*** Opening Text segment ***

(Warning: Total game spoilers ahead)
So Modern Warfare 2 is finally out, with sales through the roof after the inevitable controversy over its questionable content.
For those who don't pay attention to such things, MW2 is the cutting edge in big studio games console whizzbang. Overall, it's basically a deranged episode of 24: Jack Bauer's Disembowelment Splatterfest Christmas Special at its wingnuttiest, featuring some of the most equisitely rendered war porn I've ever witnessed.
Call of Duty: Modern Warfare was an astonishing game, mixing intense action and set pieces with some moments of genuine pathos. Walking through the swimming baths in a deserted Pripyat to the echo of long-departed children's laughter was spine-tingling, the city itself truly haunting. The game was, as they say, all killer and no filler, tightly-plotted, tense and relentless right up to the blockbuster finale - think Die Hard and Black Hawk Down doing tequila slammers while watching The Matrix on an IMax screen.
MW2, on the other hand, ditches all that wussy tension and plot stuff, and just turns the explosions up to eleven. It's Red Dawn joyfully skullfucking 300 during the opening sequence of Apocalypse Now, with Slipknot handling the tunes.
Charlie Brooker has called it The Citizen Kane of repeatedly shooting people in the face, and it certainly is - an astonishingly brutal and exhiliarating non-stop action extravanza, guaranteed to bring joy to the hearts of teenage boys and thirtysomething office drones with hardware fetishes, and to offend absolutely everyone else.
To be clear, MW2 isn't doing anything new or wildly clever. It's just a very, very flash first person shooter, not so much reinventing the wheel as packing the wheel with high explosives and firing it into an oil refinery. From space.
And yes, it does feature a level where you play a terrorist and can shoot lots of civilians. You also get to shoot Afghan militiamen, Brazilian gangbangers, Russian paratroopers (during a Russian invasion of the United States, for Christ's sake) and, when it turns out your commanding officer isn't necessarily fighting for truth and justice, lots and lots of American special forces. At one point, one of the heroes detonates a nuclear missile over Washington DC. Like I say, there's something in there to offend everyone.
In the end, the terrorist massacre is another big, dumb, flashy attempt at gravitas in a big, dumb, flashy action spectacular that rocks like a thermonuclear hurricane and will make about a zillion dollars.
P.S. Haven't had a chance to play the multiplayer enough to tell you whether MW2 is better package than Uncharted 2, my choice for game of the year so far.

*** Closing Text segment ***
*** Opening Given data ***

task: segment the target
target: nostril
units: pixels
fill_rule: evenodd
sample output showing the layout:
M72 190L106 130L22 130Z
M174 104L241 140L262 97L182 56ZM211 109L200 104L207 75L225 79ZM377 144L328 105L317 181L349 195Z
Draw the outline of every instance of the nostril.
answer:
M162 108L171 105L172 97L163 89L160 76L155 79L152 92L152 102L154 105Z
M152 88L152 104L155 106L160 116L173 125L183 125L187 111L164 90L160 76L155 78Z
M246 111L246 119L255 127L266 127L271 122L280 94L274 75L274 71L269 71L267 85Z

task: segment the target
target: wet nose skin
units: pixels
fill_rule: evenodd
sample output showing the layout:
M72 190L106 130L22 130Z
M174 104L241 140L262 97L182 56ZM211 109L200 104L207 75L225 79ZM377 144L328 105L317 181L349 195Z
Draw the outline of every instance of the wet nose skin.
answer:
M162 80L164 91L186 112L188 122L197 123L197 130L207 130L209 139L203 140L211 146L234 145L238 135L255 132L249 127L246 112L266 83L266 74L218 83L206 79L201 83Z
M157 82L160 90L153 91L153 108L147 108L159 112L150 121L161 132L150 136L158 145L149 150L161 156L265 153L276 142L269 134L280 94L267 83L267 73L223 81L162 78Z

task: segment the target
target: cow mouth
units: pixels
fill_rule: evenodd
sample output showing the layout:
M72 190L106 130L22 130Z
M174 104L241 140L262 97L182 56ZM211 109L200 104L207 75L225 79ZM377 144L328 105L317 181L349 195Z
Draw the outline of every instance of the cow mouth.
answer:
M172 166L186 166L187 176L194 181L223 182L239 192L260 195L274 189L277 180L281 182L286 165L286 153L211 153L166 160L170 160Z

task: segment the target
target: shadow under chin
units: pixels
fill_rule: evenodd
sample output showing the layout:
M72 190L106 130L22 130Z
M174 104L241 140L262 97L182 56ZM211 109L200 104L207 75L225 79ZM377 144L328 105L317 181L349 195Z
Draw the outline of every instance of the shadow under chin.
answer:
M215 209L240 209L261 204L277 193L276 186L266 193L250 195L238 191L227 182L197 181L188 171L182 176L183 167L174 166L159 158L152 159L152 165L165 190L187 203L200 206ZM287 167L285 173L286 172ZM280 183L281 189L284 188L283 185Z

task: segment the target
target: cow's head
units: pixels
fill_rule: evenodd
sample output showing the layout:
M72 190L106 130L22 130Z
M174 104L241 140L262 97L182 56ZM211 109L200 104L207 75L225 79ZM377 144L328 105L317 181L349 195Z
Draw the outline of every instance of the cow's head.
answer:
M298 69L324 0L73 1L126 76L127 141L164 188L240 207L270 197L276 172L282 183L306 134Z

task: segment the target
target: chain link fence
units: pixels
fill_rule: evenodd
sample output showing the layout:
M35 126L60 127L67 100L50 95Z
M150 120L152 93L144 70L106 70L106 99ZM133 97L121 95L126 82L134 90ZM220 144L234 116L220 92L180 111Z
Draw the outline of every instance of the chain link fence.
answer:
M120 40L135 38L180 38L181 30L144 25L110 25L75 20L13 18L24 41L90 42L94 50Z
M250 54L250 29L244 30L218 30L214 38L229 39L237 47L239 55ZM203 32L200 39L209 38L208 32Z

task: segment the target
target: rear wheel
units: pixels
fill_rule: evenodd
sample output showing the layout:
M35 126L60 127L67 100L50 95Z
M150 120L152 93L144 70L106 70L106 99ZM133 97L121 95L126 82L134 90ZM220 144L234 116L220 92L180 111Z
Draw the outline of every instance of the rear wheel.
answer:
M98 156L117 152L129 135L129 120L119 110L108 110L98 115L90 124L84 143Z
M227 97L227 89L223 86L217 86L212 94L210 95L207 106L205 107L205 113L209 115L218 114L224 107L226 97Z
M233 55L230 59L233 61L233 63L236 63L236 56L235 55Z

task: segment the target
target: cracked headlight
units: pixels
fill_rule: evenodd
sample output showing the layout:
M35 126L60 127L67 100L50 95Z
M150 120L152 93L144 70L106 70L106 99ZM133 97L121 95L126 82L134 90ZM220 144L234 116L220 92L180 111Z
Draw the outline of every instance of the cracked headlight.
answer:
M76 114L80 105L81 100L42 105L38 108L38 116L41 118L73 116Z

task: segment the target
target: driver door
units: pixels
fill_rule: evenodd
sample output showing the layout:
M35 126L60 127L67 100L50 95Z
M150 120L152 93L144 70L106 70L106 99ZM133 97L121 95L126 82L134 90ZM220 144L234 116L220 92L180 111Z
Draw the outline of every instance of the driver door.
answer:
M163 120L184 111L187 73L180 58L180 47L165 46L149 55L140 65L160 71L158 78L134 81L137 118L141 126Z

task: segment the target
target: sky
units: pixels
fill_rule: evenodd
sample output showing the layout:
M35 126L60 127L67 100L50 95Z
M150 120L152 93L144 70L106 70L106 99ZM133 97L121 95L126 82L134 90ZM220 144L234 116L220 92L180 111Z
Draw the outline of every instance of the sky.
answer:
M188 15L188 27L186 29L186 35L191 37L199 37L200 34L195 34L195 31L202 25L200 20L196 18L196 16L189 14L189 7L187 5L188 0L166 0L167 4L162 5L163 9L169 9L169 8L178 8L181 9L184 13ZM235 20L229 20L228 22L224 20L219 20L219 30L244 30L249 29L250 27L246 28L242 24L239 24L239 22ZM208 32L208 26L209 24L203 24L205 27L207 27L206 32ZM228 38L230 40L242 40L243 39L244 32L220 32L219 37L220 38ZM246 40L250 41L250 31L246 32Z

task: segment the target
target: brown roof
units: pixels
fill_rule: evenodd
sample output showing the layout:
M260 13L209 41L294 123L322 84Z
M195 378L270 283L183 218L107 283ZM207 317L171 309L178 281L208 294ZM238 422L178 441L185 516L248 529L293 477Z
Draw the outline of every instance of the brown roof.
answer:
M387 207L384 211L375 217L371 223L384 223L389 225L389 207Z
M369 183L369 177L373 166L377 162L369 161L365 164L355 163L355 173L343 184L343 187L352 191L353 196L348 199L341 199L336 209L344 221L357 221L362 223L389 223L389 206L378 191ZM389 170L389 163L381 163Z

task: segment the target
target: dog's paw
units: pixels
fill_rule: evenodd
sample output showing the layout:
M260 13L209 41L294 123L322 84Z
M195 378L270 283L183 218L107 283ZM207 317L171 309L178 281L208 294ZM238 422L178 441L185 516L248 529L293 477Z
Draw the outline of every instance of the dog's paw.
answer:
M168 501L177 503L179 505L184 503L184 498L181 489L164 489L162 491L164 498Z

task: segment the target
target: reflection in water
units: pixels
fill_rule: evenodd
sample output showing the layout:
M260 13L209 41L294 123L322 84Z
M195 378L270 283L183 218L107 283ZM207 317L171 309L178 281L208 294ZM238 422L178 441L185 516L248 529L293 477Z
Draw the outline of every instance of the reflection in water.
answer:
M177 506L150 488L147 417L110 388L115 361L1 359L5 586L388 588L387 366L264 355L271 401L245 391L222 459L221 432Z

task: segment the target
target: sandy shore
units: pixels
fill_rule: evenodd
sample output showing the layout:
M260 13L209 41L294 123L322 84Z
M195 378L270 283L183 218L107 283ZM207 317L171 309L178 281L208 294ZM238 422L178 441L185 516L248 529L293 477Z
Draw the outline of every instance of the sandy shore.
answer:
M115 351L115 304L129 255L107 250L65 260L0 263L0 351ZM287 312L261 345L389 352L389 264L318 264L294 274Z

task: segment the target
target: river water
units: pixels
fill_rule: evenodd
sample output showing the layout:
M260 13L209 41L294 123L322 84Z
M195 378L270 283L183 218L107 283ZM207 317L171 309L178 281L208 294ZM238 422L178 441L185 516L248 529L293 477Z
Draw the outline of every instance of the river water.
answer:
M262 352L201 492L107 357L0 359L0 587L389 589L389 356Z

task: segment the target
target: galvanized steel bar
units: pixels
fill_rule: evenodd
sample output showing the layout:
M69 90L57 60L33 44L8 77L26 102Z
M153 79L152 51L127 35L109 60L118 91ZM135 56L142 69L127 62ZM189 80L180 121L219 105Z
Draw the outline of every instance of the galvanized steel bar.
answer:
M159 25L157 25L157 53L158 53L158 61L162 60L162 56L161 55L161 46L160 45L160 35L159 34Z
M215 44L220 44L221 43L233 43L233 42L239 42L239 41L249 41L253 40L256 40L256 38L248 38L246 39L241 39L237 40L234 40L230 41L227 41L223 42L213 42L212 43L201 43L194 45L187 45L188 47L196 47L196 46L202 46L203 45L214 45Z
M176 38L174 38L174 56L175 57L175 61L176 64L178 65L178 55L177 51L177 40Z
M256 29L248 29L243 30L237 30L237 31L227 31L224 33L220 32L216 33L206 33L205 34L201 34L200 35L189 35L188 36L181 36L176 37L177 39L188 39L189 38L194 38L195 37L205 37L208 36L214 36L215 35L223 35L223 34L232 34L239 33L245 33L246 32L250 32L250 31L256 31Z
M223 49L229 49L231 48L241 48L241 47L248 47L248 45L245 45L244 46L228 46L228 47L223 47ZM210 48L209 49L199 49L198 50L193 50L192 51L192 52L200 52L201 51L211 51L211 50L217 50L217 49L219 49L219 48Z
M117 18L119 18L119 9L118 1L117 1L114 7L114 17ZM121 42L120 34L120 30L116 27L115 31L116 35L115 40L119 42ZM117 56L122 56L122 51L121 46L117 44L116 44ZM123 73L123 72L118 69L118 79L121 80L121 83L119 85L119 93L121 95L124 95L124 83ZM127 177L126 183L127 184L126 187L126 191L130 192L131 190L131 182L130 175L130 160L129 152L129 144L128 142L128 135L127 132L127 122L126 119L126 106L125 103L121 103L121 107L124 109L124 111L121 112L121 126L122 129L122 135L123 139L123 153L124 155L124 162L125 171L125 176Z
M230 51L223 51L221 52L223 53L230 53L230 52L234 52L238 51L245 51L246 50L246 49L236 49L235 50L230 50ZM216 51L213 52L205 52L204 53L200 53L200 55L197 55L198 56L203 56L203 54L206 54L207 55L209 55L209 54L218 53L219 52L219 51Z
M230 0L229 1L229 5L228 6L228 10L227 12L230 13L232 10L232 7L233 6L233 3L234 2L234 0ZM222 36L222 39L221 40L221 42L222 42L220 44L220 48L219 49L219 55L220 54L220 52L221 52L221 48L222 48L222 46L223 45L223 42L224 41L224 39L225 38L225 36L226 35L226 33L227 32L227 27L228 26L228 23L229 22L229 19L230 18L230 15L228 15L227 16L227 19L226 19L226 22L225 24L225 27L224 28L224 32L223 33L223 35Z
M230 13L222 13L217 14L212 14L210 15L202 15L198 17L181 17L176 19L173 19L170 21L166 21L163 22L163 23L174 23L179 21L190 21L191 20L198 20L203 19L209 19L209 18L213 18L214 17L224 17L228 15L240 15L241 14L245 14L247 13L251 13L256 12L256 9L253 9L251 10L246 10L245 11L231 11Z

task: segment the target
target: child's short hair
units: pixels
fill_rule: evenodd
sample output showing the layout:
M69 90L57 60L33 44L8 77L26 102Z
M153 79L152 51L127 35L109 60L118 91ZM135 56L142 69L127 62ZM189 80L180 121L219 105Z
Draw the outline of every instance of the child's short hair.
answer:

*** Closing Given data ***

*What this exercise asks*
1. List every group the Modern Warfare 2 review says the player gets to shoot.
2. Rewrite the part of the Modern Warfare 2 review from "For those who" up to and including "I've ever witnessed.", putting "leading edge" in place of "cutting edge".
3. Do these statements agree with the Modern Warfare 2 review? (a) The player can shoot Russian paratroopers during a Russian invasion of the United States. (b) The reviewer has played enough of the multiplayer to compare MW2 with Uncharted 2. (c) The review says MW2 reinvents the wheel.
The lines after the text are not needed for anything here.

*Solved problems*
1. Civilians, Afghan militiamen, Brazilian gangbangers, Russian paratroopers, American special forces

2.
For those who don't pay attention to such things, MW2 is the leading edge in big studio games console whizzbang. Overall, it's basically a deranged episode of 24: Jack Bauer's Disembowelment Splatterfest Christmas Special at its wingnuttiest, featuring some of the most equisitely rendered war porn I've ever witnessed.

3.
(a) Yes: "Russian paratroopers (during a Russian invasion of the United States, for Christ's sake)"
(b) No: "Haven't had a chance to play the multiplayer enough to tell you whether MW2 is better package than Uncharted 2"
(c) No: "not so much reinventing the wheel as packing the wheel with high explosives and firing it into an oil refinery"